## EXERCISE INPUT
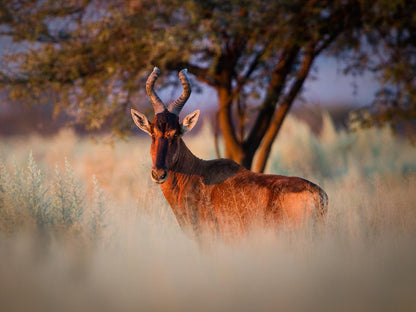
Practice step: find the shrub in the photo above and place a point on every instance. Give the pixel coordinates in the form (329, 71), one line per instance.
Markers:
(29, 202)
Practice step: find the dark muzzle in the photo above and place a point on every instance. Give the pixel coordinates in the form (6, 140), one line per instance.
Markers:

* * *

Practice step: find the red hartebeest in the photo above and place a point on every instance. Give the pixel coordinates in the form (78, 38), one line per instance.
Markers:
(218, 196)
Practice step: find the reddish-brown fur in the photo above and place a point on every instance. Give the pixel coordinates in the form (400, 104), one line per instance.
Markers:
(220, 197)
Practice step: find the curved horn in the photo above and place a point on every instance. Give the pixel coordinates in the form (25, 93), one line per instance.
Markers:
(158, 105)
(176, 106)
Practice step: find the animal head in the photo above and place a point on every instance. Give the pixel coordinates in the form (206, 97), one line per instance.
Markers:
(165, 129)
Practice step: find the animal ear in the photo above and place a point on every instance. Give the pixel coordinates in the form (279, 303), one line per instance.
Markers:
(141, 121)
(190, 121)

## DIRECTIONS
Extract every line of the material above that contains the word "animal". Letter case matters.

## RESULT
Practice step: find the animal head in the photo above and place a point on every instance. Give the pixel coordinates in the form (206, 97), one line per instance.
Practice step: find the animal ear in the photo above and place a point on every instance. Give the pixel coordinates in the form (279, 303), one line per instance.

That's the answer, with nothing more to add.